> [PROMPT A]: Reproduce, line for line and unchanged, the records starting at the line that has "Please indicate the sky" and stopping after the last line of the records.

╭─ DOCUMENT EXCERPT

Most printers do not need to be tethered to a computer. If they are, it is to feed the commands to create a model, not to directly control the motors and temperatures.

A printer runs some sort of firmware on its controller to do that low-level control. Firmware is just software that is used to control a machine. Many printers that are descendants of the RepRap project described in Chapter 1 run a variation of the open source Marlin firmware. Older MakerBots and their distant cousins and clones tend to run a version of the Sailfish firmware.

3D Printer Controllers

The most common type of 3D printer controller is based on the ATmega2560, an 8-bit microcontroller that runs at 16 Mhz. The first 3D printer controller to use this processor was the RAMPS board (short for RepRap Arduino Mega Pololu Shield). This was a shield, or daughterboard, designed to be used with the Arduino Mega development board that was designed to carry several small stepper driver boards in a form factor originally designed by electronics manufacturer Pololu. Most modern versions have the ATmega2560 chip onboard rather than using a separate circuit board, but many are still designed to use replaceable stepper drivers in the Pololu form factor. More advanced stepper drivers are now available in pin-compatible formats that allow you to upgrade your printer or replace a damaged driver.

There are several different projects developing open source firmware to run on these 8-bit microcontrollers. The most common of these is the Marlin firmware. Some newer controllers use 32-bit ARM microcontrollers running at 48–120 Mhz. Most of these are divided between those designed to run the Duet firmware and those designed for Smoothieware, and not compatible with one another. Marlin 2.0 (in development as of this writing) adds support for 32-bit controllers, including many of the existing boards designed for other platforms.

╰─
╭─ DATASET ENTRIES

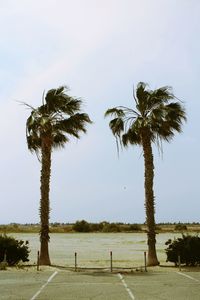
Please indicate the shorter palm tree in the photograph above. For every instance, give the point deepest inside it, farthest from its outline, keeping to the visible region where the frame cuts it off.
(49, 127)
(155, 118)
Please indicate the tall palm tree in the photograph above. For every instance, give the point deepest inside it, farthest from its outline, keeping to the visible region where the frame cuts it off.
(156, 117)
(49, 127)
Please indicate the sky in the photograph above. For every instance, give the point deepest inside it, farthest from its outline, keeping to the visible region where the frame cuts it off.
(100, 49)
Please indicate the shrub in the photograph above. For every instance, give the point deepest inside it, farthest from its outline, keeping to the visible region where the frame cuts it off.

╰─

> [PROMPT B]: In the passage on 3D printer controllers, what does the name RAMPS stand for?

> [WRITTEN SOLUTION A]:
Please indicate the sky in the photograph above. For every instance, give the point deepest inside it, farthest from its outline, keeping to the visible region where the frame cuts it off.
(100, 49)
Please indicate the shrub in the photograph above. For every instance, give the point deepest inside it, farthest from its outline, keeping to the visible region where the frame cuts it off.

> [WRITTEN SOLUTION B]: RepRap Arduino Mega Pololu Shield